• _Required work_
Each entry that follows should be retyped exactly.

• _Data extract_
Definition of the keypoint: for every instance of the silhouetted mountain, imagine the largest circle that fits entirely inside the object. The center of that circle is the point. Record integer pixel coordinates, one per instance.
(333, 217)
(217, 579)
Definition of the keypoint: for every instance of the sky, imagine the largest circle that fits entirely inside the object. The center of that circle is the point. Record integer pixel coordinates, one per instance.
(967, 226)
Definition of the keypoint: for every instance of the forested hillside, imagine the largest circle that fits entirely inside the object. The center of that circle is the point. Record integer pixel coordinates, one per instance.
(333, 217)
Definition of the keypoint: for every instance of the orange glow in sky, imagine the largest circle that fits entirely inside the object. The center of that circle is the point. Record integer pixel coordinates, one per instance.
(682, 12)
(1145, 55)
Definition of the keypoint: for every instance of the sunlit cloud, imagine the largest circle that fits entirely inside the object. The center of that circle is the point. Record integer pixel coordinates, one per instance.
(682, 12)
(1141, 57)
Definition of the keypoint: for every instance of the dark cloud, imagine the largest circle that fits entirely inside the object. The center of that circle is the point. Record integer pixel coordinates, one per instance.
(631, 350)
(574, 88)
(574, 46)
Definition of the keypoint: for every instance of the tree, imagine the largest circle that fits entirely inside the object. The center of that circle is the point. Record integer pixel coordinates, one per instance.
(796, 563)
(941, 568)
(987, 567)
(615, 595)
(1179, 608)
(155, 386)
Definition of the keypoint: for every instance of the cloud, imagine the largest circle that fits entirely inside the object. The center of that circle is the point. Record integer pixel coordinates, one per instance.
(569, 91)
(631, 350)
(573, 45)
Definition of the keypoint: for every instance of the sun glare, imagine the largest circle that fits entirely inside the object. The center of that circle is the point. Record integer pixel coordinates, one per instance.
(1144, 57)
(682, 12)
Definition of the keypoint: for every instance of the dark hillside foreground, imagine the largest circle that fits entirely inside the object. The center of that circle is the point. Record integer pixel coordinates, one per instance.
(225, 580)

• _Completed task_
Definition of the keypoint: for every instance of the silhouetted mountain, imagine the largest circle that fits entirely inside the object. The center of that circle is the point. Record integer pixel coordinates, one per instance.
(333, 217)
(217, 579)
Definition of the keypoint: for every instance of the sky, imagine the largest circle that fits entirely inside the object. The center of that circle is the point. Record integer pixel coordinates, one per instance.
(967, 226)
Definition of the keypoint: for every instance of the forested hillside, imagine the largest circle that fits entirely inside the object. The center of that circle is the point. Record integer pixel coordinates, one per instance.
(333, 217)
Definition of the keypoint: for every instance of the orange glow in sky, imagine the largest circle that fits entirely inside the object. The center of that circle is the point. Record integer pixel coordinates, one per instance.
(682, 12)
(1145, 55)
Definition of the keypoint: for every instance of the sunlit cloud, imagine the largest circle that fits entirely inside the object. The center of that circle is the point. Record integer pixel coordinates, one per instance.
(682, 12)
(1141, 57)
Definition of the keypoint: for every instance of the dark cloud, imagine the largest circle that fits entirely inside the object. The center of that circle is the point. Record integer pixel coordinates, one per instance.
(631, 350)
(574, 88)
(574, 46)
Definition of the keypoint: for every instance of the tree, imagine the largest circle that fits entirely inside the object. The center of that circle is the point. Record integer pixel coordinates, one per instance.
(796, 563)
(941, 568)
(987, 567)
(615, 595)
(1179, 608)
(155, 386)
Definition of the keypoint: for every instance of the cloud, imagine the largest circle that fits entirely inside the object. The center of that circle is the point. Record integer pixel coordinates, one per instance.
(569, 91)
(631, 350)
(573, 45)
Definition of the keypoint: for every instance of the sun glare, imagine the largest circle that fits entirely inside the object. The center of that circle is the point. Record integer pixel coordinates, one per instance.
(1144, 57)
(682, 12)
Definition of the keypoint: for every instance of the dark hillside foreground, imagine the largest circle that fits entirely inside the object. The center of that circle is the point. Record integer pixel coordinates, one per instance.
(225, 580)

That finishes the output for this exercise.